§ **What to do**
Before you finish, make sure every line below has been written out exactly.

Saved data entries
Start of Block

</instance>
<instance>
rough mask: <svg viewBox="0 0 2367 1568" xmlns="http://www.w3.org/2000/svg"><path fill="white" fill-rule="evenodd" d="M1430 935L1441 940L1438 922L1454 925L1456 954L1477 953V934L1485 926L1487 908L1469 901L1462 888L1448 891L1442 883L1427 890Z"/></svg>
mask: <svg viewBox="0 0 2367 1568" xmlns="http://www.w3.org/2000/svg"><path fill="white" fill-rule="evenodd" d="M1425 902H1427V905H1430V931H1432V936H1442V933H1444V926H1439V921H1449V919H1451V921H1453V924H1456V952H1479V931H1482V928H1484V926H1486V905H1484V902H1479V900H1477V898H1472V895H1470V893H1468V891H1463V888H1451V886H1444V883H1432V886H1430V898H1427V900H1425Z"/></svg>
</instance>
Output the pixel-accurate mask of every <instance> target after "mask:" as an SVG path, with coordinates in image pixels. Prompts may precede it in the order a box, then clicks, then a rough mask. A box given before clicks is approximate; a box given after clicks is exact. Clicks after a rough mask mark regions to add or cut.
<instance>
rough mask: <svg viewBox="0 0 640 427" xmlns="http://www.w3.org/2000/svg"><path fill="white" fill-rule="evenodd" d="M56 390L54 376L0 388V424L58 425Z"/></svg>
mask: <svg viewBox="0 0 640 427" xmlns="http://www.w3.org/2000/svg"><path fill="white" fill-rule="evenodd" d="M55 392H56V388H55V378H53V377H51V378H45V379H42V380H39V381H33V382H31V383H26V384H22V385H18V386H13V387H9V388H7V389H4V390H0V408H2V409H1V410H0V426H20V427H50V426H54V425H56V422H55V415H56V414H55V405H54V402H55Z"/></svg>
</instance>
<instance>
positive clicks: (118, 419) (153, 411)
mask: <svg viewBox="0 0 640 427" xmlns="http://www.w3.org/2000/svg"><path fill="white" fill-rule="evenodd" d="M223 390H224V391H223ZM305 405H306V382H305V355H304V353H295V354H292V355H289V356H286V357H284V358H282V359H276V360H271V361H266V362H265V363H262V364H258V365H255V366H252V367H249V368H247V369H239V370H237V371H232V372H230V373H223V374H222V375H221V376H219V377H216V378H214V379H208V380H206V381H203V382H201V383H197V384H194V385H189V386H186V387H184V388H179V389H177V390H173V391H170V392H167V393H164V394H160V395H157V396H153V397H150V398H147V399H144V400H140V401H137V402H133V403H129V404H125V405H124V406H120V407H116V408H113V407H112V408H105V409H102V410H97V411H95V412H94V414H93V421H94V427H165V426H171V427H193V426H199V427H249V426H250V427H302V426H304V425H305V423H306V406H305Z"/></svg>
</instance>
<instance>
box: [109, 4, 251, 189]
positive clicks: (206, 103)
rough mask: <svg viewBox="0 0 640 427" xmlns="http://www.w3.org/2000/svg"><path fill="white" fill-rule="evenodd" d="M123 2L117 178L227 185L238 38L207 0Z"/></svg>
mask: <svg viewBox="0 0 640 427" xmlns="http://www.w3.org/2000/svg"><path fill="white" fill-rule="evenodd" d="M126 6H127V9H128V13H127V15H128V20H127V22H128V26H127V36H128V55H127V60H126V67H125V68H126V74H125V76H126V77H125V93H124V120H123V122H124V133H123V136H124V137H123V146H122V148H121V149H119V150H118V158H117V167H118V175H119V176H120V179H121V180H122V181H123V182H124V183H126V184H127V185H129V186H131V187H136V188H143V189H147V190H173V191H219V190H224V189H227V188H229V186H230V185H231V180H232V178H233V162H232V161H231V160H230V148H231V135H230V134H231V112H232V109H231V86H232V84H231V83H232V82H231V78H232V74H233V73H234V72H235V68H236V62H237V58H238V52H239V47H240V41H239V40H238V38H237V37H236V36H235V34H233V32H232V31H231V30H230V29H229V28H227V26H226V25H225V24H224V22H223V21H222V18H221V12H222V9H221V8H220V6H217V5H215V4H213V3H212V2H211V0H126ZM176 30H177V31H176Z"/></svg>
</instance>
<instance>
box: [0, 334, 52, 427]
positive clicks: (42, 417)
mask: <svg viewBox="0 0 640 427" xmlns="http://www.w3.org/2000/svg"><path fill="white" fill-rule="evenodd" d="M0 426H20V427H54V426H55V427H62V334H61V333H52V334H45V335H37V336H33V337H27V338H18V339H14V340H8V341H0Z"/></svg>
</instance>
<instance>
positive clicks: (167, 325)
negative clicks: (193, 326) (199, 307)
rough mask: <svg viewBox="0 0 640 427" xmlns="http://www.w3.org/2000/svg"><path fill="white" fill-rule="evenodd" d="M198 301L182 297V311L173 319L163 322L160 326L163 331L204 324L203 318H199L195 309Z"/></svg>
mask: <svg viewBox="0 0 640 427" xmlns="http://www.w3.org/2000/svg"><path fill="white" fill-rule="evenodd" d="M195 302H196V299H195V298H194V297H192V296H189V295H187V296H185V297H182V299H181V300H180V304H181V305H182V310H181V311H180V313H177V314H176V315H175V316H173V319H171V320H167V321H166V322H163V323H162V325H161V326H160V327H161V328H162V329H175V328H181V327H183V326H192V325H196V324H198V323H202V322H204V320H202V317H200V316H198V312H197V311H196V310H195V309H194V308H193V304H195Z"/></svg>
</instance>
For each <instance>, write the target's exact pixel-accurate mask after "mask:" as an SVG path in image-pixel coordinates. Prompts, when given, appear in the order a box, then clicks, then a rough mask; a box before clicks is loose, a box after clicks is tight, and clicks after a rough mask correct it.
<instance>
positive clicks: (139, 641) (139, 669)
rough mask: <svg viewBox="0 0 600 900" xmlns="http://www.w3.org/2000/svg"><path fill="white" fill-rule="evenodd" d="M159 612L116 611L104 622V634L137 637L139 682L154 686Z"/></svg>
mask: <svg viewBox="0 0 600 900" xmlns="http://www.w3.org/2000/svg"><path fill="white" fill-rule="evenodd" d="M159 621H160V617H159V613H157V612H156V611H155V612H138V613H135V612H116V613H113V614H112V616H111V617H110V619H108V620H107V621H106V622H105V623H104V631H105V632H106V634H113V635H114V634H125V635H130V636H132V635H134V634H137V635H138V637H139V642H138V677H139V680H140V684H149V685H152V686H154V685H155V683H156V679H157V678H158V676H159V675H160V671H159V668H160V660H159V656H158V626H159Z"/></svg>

End of Block

§ **Response for this exercise**
</instance>
<instance>
rough mask: <svg viewBox="0 0 2367 1568" xmlns="http://www.w3.org/2000/svg"><path fill="white" fill-rule="evenodd" d="M1430 935L1441 940L1438 922L1454 925L1456 954L1477 953V934L1485 926L1487 908L1469 901L1462 888L1448 891L1442 883L1427 890Z"/></svg>
mask: <svg viewBox="0 0 2367 1568" xmlns="http://www.w3.org/2000/svg"><path fill="white" fill-rule="evenodd" d="M1425 902H1427V905H1430V931H1432V936H1442V933H1444V926H1439V921H1449V919H1451V921H1453V924H1456V952H1479V931H1482V928H1484V926H1486V905H1484V902H1479V900H1477V898H1472V895H1470V893H1468V891H1463V888H1451V886H1444V883H1432V886H1430V898H1427V900H1425Z"/></svg>
</instance>
Output the pixel-accurate mask of every <instance> target after "mask:" as an SVG path, with coordinates in image pixels. Prompts may precede it in the order a box, then clicks, then a rough mask. A box given before clicks is approximate; a box given after clicks is exact. Clicks after a rough mask mark regions to add or cut.
<instance>
rough mask: <svg viewBox="0 0 640 427" xmlns="http://www.w3.org/2000/svg"><path fill="white" fill-rule="evenodd" d="M56 390L54 376L0 388V424L58 425Z"/></svg>
mask: <svg viewBox="0 0 640 427" xmlns="http://www.w3.org/2000/svg"><path fill="white" fill-rule="evenodd" d="M55 392H56V388H55V378H53V377H51V378H45V379H42V380H39V381H33V382H31V383H26V384H22V385H18V386H13V387H9V388H7V389H4V390H0V408H2V409H1V410H0V426H20V427H50V426H54V425H56V422H55V415H56V414H55V405H54V402H55Z"/></svg>
</instance>
<instance>
positive clicks: (118, 419) (153, 411)
mask: <svg viewBox="0 0 640 427" xmlns="http://www.w3.org/2000/svg"><path fill="white" fill-rule="evenodd" d="M223 390H224V391H223ZM305 405H306V382H305V355H304V353H295V354H292V355H289V356H286V357H284V358H282V359H276V360H271V361H266V362H265V363H262V364H258V365H255V366H252V367H249V368H247V369H239V370H237V371H232V372H230V373H223V374H222V375H221V376H219V377H216V378H214V379H208V380H206V381H203V382H201V383H197V384H194V385H189V386H186V387H184V388H179V389H177V390H173V391H170V392H167V393H164V394H160V395H157V396H153V397H150V398H147V399H144V400H140V401H137V402H133V403H129V404H125V405H124V406H120V407H116V408H113V407H112V408H105V409H102V410H97V411H95V412H94V414H93V421H94V427H165V426H171V427H193V426H199V427H249V426H250V427H302V426H304V425H305V423H306V406H305Z"/></svg>
</instance>
<instance>
box: [109, 4, 251, 189]
positive clicks: (206, 103)
rough mask: <svg viewBox="0 0 640 427" xmlns="http://www.w3.org/2000/svg"><path fill="white" fill-rule="evenodd" d="M123 2L117 178L227 185L238 38L207 0Z"/></svg>
mask: <svg viewBox="0 0 640 427" xmlns="http://www.w3.org/2000/svg"><path fill="white" fill-rule="evenodd" d="M126 6H127V9H128V13H127V15H128V20H127V22H128V26H127V36H128V55H127V60H126V67H125V68H126V74H125V76H126V77H125V93H124V120H123V122H124V133H123V136H124V137H123V146H122V148H121V149H119V150H118V158H117V167H118V175H119V176H120V179H121V180H122V181H123V182H124V183H126V184H127V185H129V186H131V187H136V188H143V189H147V190H173V191H219V190H224V189H227V188H229V186H230V185H231V180H232V178H233V162H232V161H231V160H230V148H231V135H230V134H231V112H232V109H231V86H232V84H231V83H232V82H231V78H232V74H233V73H234V72H235V68H236V62H237V58H238V52H239V47H240V41H239V40H238V38H237V37H236V36H235V34H233V32H232V31H231V30H230V29H229V28H227V26H226V25H225V24H224V22H223V21H222V18H221V12H222V9H221V8H220V6H217V5H215V4H213V3H212V2H211V0H126ZM176 30H177V31H176Z"/></svg>
</instance>
<instance>
box: [0, 334, 52, 427]
positive clicks: (42, 417)
mask: <svg viewBox="0 0 640 427" xmlns="http://www.w3.org/2000/svg"><path fill="white" fill-rule="evenodd" d="M0 426H20V427H54V426H55V427H62V334H61V333H52V334H45V335H37V336H33V337H27V338H18V339H14V340H8V341H0Z"/></svg>
</instance>
<instance>
positive clicks: (167, 325)
negative clicks: (193, 326) (199, 307)
rough mask: <svg viewBox="0 0 640 427" xmlns="http://www.w3.org/2000/svg"><path fill="white" fill-rule="evenodd" d="M198 301L182 297V311L173 319L163 322L160 326L163 331L204 324L203 318H199L195 309Z"/></svg>
mask: <svg viewBox="0 0 640 427" xmlns="http://www.w3.org/2000/svg"><path fill="white" fill-rule="evenodd" d="M195 302H196V299H195V298H194V297H192V296H189V295H187V296H185V297H182V299H181V300H180V304H181V305H182V310H181V311H180V313H177V314H176V315H175V316H173V319H171V320H167V321H166V322H163V323H162V325H161V326H160V327H161V328H162V329H175V328H181V327H183V326H192V325H196V324H198V323H202V322H204V320H202V317H200V316H198V312H197V311H196V310H195V309H194V308H193V304H195Z"/></svg>
</instance>
For each <instance>, write the target's exact pixel-accurate mask after "mask:" as an SVG path in image-pixel coordinates. Prompts, when given, appear in the order a box, then clicks, then a rough mask; a box before clicks is loose, a box after clicks is tight, and clicks after a rough mask correct it.
<instance>
positive clicks: (139, 641) (139, 669)
rough mask: <svg viewBox="0 0 600 900" xmlns="http://www.w3.org/2000/svg"><path fill="white" fill-rule="evenodd" d="M159 612L116 611L104 622V634L137 637L139 682L154 686Z"/></svg>
mask: <svg viewBox="0 0 600 900" xmlns="http://www.w3.org/2000/svg"><path fill="white" fill-rule="evenodd" d="M159 621H160V617H159V613H157V612H156V611H155V612H138V613H135V612H116V613H113V614H112V616H111V617H110V619H108V620H107V621H106V622H105V623H104V631H105V632H106V634H113V635H114V634H125V635H130V636H132V635H134V634H137V635H138V637H139V642H138V677H139V680H140V684H149V685H152V686H154V685H155V683H156V679H157V678H158V676H159V675H160V671H159V668H160V660H159V656H158V626H159Z"/></svg>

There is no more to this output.